# Written request:
Count the lines in the rows below that contain the word "hand", and reply with that number alone.

[Rows from a dataset]
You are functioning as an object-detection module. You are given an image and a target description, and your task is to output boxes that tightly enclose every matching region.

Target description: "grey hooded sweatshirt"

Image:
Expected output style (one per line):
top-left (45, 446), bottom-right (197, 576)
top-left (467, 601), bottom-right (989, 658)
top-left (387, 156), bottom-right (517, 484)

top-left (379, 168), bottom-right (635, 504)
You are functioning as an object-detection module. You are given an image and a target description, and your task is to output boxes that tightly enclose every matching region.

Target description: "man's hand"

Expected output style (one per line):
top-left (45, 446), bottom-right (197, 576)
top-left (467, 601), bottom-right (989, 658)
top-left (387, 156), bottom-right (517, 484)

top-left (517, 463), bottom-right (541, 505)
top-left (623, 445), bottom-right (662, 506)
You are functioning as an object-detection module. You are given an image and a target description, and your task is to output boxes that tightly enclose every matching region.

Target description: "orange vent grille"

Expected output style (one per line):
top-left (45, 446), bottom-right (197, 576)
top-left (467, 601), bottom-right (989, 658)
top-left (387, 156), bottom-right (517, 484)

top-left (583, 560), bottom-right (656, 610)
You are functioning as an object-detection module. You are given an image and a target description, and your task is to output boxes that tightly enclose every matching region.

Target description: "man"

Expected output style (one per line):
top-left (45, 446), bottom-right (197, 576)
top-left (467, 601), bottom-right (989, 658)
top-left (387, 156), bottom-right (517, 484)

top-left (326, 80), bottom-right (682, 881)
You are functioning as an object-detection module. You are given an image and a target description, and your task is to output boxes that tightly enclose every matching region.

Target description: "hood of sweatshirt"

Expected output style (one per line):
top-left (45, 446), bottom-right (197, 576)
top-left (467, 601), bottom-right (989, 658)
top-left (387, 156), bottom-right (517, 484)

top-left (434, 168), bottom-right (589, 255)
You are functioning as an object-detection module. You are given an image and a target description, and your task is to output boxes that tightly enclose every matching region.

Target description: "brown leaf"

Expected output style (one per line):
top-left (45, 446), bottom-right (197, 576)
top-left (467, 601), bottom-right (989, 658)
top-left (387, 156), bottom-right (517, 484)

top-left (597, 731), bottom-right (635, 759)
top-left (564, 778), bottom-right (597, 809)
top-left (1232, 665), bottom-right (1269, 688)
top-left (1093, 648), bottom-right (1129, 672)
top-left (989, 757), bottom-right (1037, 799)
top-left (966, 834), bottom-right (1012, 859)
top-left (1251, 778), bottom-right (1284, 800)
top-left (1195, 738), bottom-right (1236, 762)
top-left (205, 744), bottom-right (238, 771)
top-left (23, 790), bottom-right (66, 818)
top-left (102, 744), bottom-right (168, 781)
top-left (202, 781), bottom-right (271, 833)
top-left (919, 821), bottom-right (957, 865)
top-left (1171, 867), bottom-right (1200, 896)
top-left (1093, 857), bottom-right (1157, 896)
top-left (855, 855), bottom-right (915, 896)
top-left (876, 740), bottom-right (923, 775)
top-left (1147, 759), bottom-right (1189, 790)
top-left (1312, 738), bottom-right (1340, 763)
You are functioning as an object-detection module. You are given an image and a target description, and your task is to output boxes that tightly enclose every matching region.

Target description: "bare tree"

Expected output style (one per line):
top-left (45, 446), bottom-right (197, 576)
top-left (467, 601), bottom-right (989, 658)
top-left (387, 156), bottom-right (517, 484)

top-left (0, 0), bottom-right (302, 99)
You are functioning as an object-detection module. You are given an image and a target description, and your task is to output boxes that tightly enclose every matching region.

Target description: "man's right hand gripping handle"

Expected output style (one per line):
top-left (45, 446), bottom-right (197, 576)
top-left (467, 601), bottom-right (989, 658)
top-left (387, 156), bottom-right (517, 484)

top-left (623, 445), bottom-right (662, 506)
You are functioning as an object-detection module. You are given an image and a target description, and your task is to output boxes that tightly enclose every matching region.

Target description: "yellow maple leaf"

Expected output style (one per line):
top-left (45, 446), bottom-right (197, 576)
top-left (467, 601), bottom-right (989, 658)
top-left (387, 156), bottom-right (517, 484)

# Finished answer:
2